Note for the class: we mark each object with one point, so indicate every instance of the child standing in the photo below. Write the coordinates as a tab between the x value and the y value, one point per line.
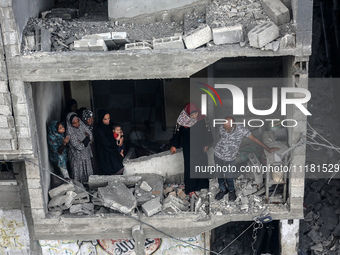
119	136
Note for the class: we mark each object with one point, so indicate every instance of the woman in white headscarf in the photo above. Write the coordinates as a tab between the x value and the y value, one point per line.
80	151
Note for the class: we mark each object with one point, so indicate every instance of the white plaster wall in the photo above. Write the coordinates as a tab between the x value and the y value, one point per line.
164	163
47	98
132	8
14	237
24	9
289	237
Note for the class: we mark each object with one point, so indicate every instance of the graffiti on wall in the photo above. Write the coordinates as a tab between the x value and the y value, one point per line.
155	246
13	233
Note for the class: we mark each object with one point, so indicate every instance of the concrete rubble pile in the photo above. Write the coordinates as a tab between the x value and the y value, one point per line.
320	228
264	25
123	194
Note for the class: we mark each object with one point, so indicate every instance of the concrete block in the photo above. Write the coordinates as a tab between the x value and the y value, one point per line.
21	121
287	41
12	50
6	3
174	42
180	204
118	197
5	99
7	13
20	109
45	39
138	46
62	202
82	209
104	36
9	25
10	37
3	87
97	45
7	133
81	198
155	181
17	91
262	34
25	144
119	37
227	35
36	198
61	190
152	207
96	181
198	37
145	186
276	11
5	110
23	132
5	144
34	184
82	45
32	170
38	213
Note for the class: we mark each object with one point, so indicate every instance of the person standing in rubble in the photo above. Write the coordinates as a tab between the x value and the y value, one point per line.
80	152
191	123
108	156
226	150
58	146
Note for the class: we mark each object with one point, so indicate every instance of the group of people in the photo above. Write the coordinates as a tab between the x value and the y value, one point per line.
76	144
191	123
83	147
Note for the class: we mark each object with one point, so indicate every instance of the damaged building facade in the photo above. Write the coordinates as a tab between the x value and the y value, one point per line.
149	59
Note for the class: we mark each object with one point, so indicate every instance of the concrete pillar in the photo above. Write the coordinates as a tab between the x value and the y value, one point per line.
138	236
289	236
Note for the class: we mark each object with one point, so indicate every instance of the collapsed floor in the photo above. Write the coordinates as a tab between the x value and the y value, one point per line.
230	22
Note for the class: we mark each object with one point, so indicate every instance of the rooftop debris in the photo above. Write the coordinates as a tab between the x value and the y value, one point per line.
222	23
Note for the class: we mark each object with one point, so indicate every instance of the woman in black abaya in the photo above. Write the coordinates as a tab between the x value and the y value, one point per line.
109	159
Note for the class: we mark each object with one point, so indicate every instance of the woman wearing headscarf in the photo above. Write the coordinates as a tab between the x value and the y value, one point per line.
109	159
88	119
80	152
57	144
191	123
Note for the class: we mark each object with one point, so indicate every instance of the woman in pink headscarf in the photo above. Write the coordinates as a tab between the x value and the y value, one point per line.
192	131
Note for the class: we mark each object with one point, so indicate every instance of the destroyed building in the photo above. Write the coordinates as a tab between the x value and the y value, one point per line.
139	66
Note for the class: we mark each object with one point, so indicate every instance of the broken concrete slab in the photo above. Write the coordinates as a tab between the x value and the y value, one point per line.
82	45
173	42
155	181
61	190
263	34
118	197
96	181
81	198
62	202
330	218
182	205
145	186
198	37
228	35
82	209
98	45
138	46
152	207
287	41
276	11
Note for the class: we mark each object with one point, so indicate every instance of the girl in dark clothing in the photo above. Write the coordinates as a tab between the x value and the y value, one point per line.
57	143
110	161
191	123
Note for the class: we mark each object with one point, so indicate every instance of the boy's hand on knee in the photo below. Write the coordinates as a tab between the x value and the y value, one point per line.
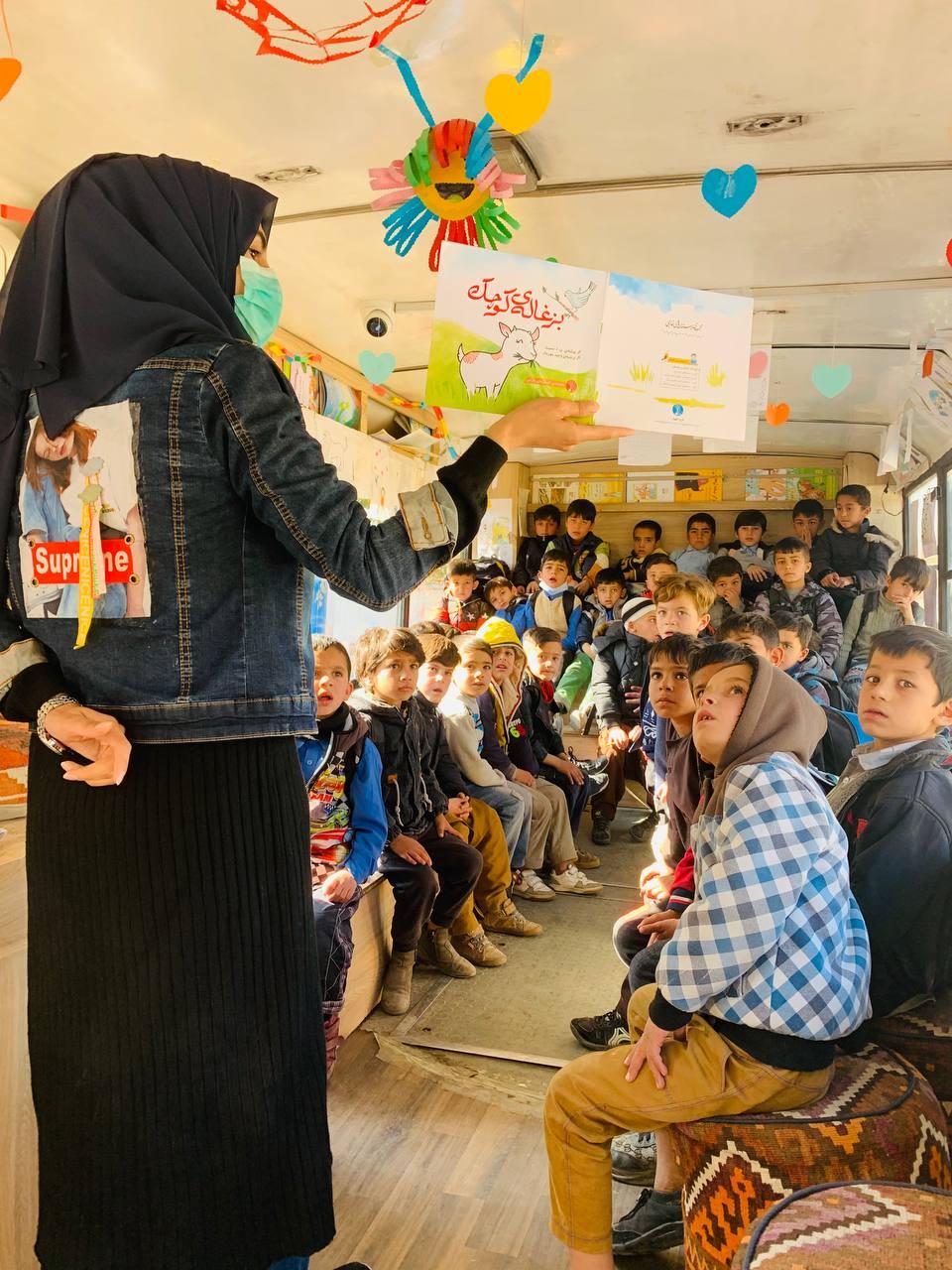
════════════════════
*What you should do*
Reproduce word for word the items from the line containing "woman in pink" up to and including the final line of the items, omitting any pictures from your answer.

*Response to this task*
Note for the class: we mark each object with one point, so indicate every instance of the woman in pink headscarf in the photo above. Write the coordinates as a tab between the x value and the y value, one point per line.
192	131
Note for the class: we mark each object with one point, so indicate every instance of the destroyed building in the photo above. Write the coordinates as a tab between the x value and the y value, one point per line.
139	66
Note for the class: we mark each object with one point, so indicate every instance of the broken concrete slab in the photo above. Write the coordinates as a tab between the x value and the y value, one point per line.
82	45
173	42
155	181
61	190
263	34
118	197
96	181
81	198
62	202
330	218
182	205
145	186
198	37
228	35
82	209
98	45
138	46
152	207
287	41
276	11
Note for the class: we mark each object with one point, so indicate every instance of the girl in dark clothing in the photo above. Write the coordinates as a tab between the x value and the y value, one point per line.
57	143
110	161
191	123
Note for the class: we mark each object with one point, so indicate every instance of the boy's hand on knee in the photo below. Write the coordinates as a tab between the x value and the y value, one point per line.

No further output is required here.